**WORK ITEM**. Within the entries below, how many lines carry the word "engine"? State the number and stop.

[RECORD EXTRACTS — start]

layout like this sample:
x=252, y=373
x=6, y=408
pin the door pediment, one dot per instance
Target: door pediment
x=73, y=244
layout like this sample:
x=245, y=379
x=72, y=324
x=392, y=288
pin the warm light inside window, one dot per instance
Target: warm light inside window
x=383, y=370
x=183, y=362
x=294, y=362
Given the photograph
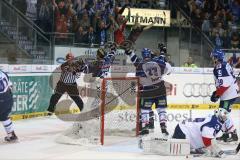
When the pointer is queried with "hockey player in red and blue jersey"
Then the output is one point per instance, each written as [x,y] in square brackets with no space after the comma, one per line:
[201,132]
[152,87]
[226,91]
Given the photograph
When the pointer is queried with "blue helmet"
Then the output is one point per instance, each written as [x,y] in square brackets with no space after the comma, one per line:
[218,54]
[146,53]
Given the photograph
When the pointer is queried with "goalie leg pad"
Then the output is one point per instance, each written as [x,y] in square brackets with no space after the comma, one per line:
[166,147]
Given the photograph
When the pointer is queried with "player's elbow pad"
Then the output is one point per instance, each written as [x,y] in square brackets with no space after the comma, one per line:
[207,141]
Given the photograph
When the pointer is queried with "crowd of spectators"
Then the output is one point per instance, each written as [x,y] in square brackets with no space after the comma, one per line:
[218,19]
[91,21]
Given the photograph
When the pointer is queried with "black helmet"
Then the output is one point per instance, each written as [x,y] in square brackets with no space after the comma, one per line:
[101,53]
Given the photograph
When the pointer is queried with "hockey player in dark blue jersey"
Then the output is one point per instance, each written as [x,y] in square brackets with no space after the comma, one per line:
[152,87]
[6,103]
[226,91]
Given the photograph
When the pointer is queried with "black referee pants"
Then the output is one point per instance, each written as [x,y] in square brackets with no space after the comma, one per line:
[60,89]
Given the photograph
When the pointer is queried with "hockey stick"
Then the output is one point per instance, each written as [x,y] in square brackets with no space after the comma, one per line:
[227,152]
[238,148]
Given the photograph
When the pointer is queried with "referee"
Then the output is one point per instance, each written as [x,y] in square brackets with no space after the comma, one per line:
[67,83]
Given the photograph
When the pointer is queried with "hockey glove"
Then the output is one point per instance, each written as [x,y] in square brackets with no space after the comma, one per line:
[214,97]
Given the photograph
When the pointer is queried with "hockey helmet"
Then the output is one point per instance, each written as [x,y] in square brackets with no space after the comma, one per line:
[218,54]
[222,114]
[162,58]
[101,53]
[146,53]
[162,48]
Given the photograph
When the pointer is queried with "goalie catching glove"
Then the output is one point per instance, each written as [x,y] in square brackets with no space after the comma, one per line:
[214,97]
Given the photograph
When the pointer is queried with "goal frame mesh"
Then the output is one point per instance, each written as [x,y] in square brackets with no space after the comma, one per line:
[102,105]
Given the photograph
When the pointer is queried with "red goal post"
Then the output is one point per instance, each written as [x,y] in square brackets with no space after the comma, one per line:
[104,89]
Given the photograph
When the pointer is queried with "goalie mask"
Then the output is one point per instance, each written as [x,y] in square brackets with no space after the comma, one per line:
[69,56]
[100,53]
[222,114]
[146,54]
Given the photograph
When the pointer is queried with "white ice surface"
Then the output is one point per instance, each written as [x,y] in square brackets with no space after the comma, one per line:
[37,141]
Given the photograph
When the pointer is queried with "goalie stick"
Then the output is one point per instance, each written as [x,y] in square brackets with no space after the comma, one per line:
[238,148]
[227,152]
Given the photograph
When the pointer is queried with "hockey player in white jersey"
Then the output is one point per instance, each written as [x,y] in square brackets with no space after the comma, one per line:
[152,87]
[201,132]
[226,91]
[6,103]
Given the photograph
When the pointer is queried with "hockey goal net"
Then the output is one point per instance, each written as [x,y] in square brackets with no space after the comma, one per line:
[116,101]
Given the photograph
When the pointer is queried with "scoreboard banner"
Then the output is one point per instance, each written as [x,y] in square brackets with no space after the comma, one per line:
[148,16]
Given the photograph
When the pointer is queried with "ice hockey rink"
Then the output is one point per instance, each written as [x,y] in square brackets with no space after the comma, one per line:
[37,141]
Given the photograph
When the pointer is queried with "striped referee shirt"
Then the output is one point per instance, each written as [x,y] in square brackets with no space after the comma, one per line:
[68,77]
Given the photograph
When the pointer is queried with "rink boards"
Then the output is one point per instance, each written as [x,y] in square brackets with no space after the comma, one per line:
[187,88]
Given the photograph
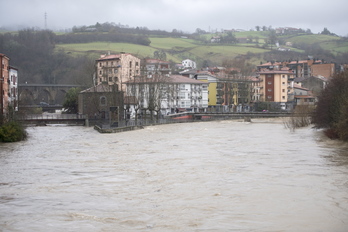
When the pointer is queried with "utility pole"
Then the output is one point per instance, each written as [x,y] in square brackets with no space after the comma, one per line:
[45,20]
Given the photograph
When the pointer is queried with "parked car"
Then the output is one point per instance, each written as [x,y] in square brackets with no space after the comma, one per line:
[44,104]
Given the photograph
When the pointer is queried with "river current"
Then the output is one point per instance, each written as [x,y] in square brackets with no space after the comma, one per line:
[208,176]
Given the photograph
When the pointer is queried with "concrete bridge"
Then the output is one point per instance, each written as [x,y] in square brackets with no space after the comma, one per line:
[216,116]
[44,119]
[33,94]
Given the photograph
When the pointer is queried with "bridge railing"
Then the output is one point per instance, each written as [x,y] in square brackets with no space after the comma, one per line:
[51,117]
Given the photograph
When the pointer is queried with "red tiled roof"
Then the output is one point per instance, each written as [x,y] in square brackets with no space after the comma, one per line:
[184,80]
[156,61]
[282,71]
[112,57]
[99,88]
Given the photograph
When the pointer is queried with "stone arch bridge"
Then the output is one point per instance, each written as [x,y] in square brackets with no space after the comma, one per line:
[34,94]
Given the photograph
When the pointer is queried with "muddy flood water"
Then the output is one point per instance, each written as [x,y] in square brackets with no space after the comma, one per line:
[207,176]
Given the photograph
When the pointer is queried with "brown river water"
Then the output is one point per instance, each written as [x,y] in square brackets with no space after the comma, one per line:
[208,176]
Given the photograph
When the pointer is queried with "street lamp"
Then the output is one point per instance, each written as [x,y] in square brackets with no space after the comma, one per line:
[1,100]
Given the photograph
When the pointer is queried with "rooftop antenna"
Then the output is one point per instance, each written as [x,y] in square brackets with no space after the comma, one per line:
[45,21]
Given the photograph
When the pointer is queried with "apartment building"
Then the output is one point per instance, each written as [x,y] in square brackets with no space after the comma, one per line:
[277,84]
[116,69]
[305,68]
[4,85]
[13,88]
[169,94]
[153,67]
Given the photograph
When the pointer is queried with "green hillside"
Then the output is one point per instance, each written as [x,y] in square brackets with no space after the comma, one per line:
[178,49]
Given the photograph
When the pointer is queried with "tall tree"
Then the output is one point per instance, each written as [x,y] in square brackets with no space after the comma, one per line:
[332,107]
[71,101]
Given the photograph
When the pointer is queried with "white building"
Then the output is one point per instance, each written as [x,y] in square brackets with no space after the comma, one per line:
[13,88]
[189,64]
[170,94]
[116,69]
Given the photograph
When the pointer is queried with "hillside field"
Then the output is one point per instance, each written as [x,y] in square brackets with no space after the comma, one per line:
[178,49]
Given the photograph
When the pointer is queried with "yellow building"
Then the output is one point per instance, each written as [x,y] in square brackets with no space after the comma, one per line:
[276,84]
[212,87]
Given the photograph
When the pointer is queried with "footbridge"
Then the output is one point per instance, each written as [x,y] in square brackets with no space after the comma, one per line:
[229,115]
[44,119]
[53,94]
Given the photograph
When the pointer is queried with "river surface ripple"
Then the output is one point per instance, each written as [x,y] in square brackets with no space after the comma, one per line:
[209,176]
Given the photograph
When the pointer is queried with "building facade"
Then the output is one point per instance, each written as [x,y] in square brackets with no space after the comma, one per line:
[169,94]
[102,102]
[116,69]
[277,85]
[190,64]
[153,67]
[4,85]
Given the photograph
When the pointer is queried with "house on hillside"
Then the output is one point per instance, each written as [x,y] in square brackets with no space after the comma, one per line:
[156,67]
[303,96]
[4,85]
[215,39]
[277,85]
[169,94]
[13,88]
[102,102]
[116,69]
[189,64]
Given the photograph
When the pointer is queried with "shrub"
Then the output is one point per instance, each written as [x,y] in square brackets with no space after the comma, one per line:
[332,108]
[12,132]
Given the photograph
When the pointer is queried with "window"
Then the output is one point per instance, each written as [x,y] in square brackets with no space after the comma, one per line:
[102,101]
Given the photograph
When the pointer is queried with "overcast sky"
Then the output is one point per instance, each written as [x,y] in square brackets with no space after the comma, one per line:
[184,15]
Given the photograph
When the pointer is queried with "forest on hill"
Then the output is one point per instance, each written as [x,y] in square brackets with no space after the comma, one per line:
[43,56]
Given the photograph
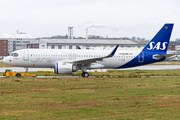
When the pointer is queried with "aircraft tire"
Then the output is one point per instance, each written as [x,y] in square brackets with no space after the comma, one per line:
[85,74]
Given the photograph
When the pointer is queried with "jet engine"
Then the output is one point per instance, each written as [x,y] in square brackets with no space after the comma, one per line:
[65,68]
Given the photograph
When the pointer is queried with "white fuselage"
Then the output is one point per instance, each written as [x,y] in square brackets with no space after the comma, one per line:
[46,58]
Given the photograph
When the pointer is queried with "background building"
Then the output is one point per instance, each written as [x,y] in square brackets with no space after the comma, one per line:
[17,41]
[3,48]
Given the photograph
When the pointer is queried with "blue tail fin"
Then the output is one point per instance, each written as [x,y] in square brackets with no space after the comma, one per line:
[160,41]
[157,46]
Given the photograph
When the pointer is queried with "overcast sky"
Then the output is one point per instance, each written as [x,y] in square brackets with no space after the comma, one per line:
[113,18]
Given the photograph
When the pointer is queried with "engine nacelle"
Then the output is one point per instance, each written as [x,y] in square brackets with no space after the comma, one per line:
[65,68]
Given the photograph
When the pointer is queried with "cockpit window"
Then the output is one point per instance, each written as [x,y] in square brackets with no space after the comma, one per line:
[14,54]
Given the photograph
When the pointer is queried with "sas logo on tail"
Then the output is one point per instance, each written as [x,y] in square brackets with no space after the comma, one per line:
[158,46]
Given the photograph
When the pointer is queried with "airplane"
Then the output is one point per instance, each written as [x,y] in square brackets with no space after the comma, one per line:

[RECORD EXTRACTS — finish]

**EXERCISE ANSWER**. 2